_INSTRUCCIONES_:
a) Responda según el texto sobre el molinillo de café:
(i) ¿Qué era lo que más vendían las tabernas?
(ii) ¿Cuántos cafés al día suministran algunos establecimientos de la avenida de Barcelona?
(iii) ¿Dónde se solía consumir el café en los años 40 y 50 del pasado siglo?
b) Indique si cada afirmación concuerda con el texto sobre el molinillo de café y cite las palabras que lo deciden:
(i) Las tabernas abrían tarde.
(ii) En los años 40 y 50 el café se mezclaba con otras cosas para rebajar su coste.
(iii) Los establecimientos de la avenida de Barcelona aprovechan las granzas de café.

--- FUENTE ---

Molinillo de café

Molinillo de caféLa Voz

Recordando el molinillo de café

Aunque las tabernas abrían muy pronto no era el café, precisamente, el objeto principal de sus ventas, sino las copas de coñac, de aguardiente y ponche

Hoy día es habitual que se desayune café con tostadas en cualquier bar o cafetería que pille a mano. Y, si hay suerte, lo mismo hasta se recrea comiendo churros o jeringos. En la avenida de Barcelona conozco establecimientos que suministran, de largo, más de 300 cafés al día, tirando cajones y cajones enteros de granzas a la basura.
Como contraste, en los años 40 y 50 del pasado siglo, el café (mezclado con todo lo que se pudiera, para rebajar su coste) se solía consumir fundamentalmente en las casas, y apenas un reducido grupo de pioneros se podía permitir tomarlo en un bar o cafetería, donde se anunciaba como Café Exprés al ser elaborado rápidamente por unas «modernas máquinas, por lo general italianas.

--- DATOS PROPORCIONADOS ---

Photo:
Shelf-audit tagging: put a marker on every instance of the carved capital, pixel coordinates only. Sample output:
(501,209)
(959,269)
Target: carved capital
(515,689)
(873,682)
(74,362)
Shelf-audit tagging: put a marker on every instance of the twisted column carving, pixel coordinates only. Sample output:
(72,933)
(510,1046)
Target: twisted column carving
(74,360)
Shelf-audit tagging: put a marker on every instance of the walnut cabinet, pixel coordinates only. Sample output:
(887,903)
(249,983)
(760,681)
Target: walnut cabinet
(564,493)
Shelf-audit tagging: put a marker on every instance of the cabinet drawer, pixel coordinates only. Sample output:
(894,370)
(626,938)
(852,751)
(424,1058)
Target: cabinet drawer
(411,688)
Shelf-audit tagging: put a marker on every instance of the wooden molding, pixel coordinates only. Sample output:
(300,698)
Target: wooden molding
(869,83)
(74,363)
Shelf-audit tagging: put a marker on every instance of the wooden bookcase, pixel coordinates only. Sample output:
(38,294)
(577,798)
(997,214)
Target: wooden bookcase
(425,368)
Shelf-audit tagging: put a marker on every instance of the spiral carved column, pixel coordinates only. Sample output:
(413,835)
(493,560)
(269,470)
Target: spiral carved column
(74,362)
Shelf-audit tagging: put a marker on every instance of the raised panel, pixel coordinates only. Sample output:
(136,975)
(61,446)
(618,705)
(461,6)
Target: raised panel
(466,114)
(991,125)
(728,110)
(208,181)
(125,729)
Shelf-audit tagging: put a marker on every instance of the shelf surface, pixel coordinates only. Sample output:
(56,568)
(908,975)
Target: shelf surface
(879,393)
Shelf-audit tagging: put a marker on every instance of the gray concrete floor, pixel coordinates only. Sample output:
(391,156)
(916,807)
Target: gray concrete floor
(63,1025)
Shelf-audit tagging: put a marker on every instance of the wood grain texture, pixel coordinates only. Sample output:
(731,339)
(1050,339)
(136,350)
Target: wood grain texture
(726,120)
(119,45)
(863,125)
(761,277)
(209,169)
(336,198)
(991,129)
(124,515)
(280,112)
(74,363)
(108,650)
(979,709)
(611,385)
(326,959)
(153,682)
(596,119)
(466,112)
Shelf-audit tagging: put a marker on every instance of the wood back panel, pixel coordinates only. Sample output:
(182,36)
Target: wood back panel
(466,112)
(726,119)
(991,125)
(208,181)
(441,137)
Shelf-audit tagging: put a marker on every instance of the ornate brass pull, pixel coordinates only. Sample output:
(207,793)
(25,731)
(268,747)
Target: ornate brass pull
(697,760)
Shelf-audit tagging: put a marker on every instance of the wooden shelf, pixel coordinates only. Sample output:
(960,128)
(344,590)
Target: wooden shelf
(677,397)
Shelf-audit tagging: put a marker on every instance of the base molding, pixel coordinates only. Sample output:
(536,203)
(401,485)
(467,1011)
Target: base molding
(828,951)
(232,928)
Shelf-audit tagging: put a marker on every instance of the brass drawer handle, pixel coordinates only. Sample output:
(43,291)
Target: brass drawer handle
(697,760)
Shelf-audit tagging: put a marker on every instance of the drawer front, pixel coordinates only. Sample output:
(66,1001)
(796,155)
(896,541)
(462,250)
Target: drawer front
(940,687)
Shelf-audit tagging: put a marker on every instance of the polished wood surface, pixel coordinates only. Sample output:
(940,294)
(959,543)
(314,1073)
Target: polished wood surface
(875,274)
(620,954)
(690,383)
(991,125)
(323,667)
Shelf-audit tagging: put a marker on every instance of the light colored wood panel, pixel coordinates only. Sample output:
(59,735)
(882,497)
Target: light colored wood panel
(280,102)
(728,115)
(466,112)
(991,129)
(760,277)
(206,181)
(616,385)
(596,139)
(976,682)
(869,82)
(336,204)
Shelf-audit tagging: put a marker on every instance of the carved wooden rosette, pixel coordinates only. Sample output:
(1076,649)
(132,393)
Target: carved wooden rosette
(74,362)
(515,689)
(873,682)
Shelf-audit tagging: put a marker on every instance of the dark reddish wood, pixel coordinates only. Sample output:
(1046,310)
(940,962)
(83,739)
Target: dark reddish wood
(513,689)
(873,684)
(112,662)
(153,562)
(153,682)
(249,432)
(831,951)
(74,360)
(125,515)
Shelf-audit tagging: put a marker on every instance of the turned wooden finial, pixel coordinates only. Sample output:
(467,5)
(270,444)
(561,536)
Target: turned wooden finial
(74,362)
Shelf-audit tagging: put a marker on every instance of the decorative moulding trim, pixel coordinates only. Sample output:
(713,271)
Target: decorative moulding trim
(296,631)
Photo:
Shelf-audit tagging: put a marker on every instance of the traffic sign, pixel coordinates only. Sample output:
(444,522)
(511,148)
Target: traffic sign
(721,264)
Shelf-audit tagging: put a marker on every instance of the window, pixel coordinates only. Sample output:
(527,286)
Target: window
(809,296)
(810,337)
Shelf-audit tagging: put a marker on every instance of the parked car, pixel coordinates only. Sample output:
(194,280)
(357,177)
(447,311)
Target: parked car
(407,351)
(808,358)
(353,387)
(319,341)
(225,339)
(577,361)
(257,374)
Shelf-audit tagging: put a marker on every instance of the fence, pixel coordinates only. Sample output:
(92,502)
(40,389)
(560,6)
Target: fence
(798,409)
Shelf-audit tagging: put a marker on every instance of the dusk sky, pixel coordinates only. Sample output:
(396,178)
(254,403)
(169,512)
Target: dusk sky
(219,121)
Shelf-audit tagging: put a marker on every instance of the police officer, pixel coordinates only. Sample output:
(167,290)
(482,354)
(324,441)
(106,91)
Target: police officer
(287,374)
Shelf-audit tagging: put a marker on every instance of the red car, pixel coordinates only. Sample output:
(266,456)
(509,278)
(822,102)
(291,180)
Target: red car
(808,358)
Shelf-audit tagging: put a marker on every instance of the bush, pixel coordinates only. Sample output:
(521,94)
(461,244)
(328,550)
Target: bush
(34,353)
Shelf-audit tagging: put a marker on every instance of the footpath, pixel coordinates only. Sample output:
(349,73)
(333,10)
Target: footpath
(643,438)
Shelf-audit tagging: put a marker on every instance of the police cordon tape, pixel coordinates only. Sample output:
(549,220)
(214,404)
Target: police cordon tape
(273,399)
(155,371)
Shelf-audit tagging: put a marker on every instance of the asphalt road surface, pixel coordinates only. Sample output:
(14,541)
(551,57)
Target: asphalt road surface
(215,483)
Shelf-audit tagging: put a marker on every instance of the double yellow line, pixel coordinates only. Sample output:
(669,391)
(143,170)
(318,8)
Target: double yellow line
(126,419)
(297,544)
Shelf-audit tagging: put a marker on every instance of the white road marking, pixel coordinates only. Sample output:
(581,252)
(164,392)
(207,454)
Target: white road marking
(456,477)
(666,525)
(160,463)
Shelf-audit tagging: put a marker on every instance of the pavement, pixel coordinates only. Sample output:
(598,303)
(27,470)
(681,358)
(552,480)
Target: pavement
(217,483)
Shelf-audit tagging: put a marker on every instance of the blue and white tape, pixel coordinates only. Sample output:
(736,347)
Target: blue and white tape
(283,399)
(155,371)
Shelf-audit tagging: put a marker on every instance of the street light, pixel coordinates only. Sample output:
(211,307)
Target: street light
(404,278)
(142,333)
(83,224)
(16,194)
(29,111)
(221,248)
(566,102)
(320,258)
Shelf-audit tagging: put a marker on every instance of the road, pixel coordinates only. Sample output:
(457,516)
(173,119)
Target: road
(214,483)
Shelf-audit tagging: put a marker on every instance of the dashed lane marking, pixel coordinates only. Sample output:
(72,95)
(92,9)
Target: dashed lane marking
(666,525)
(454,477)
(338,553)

---

_RESPUESTAS POR TAREA_:
a)
(i) Las copas de coñac, de aguardiente y ponche.
(ii) Más de 300.
(iii) Fundamentalmente en las casas.

b)
(i) No: «las tabernas abrían muy pronto».
(ii) Sí: «mezclado con todo lo que se pudiera, para rebajar su coste».
(iii) No: «tirando cajones y cajones enteros de granzas a la basura».